§ Actions to take
(1) Answer these questions from the article on captive cell structures below, writing each answer on its own line with the matching letter.
(a) According to Bridgeman, which EU domiciles have cell legislation?
(b) In which country has Clarke seen businesses adopt cell structures?
(c) What does Mancini say cell owners still have, even without their own board?
(2) Using the article on captive cell structures below, explain in one to three sentences why Mancini says managing a cell structure can cost less.

§ Document passage
• • • • • • •

Mancini explains: “From a practical perspective, the costs of managing a cell structure can be less because you don’t have to appoint your own board. As I understand it, when you first step into the captive industry, a cell structure can be an entry point. You haven’t got to run your own infrastructure or company, the cell does it for you. Is it easier in that respect? Yes.”
Lack of control
Despite seemingly being a smoother path to total self-insurance, some industry players are still not comfortable with how cell structures work, says Mancini.
A perceived lack of controls, as well as a lack of legislation across more domiciles, can also play a factor in their adoption.
“There is only cell legislation in certain domiciles”, says Bridgeman. “Within the EU, there’s only Malta and Gibraltar, so a perceived lack of choice could be a downside. The expectation is that cell legislation will be implemented in more domiciles going forward.”
“If there’s any perceived downside, it may just be the fact that you’re not on the board of directors. There could be a lack of control element, but in reality, this is really not a material disadvantage”, Geraghty adds.
Mancini does not believe this will play a significant factor in how a cell structure is decided, however, claiming that cell owners are often able to set the parameters around how the cell will be operated. “You still have all the economic rights. You don’t have your board or members, you don’t have that greater degree of control, but do you need it beyond the constitutive documents for a company cell?”
Clarke says that he has seen a number of businesses adopt cell structures in Barbados, and tax has just been a “trigger” for this. “I have started to see it in some ways from an advisory perspective, that have, due to tax issues in the US, decided to change their structure and put it through a cell organisation in Barbados. That way, they’re taxed as a US entity, but only the core is, not the individual cells.”
He concludes that the OECD’s stance and Beps are “geopolitical” and that it is not a “level playing field” for entities across different domiciles. “The OECD’s concern is about harmful tax practices, that’s what they say. Their concern is about ring-fencing people and the larger countries not getting their tax. They’re looking at where they can get money… they don’t want others to profit. That’s what it is.”

• • • • • • •

§ Source material

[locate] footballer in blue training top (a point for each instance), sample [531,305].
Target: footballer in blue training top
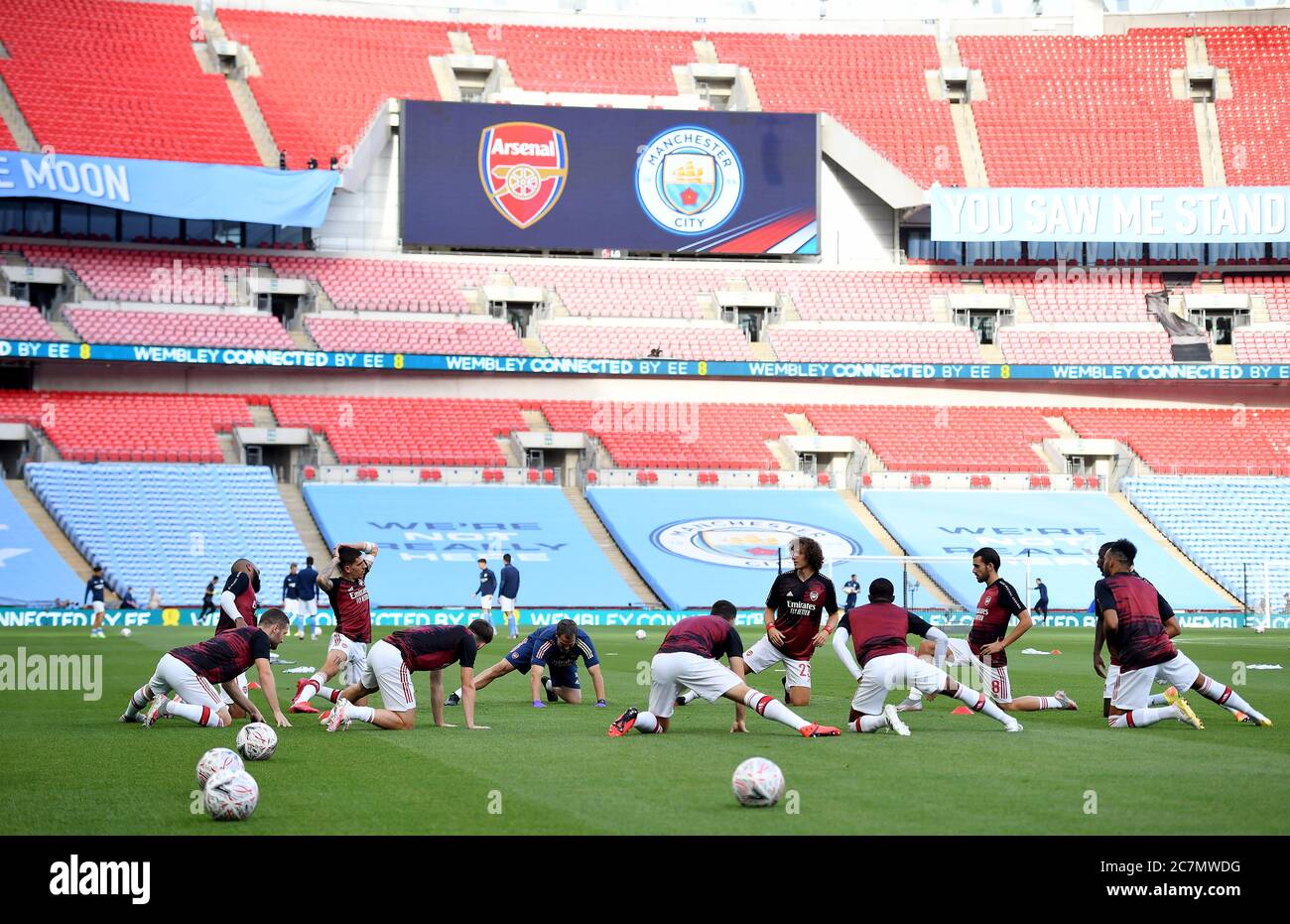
[550,657]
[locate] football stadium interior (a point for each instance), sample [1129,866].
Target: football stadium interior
[282,275]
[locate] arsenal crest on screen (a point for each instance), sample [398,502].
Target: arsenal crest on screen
[524,168]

• • • • • • •

§ Task-by-task answers
(1)
(a) Malta and Gibraltar.
(b) Barbados.
(c) All the economic rights.

(2) Managing a cell structure can cost less because the owner does not have to appoint its own board. The owner also does not have to run its own infrastructure or company, because the cell does that for it.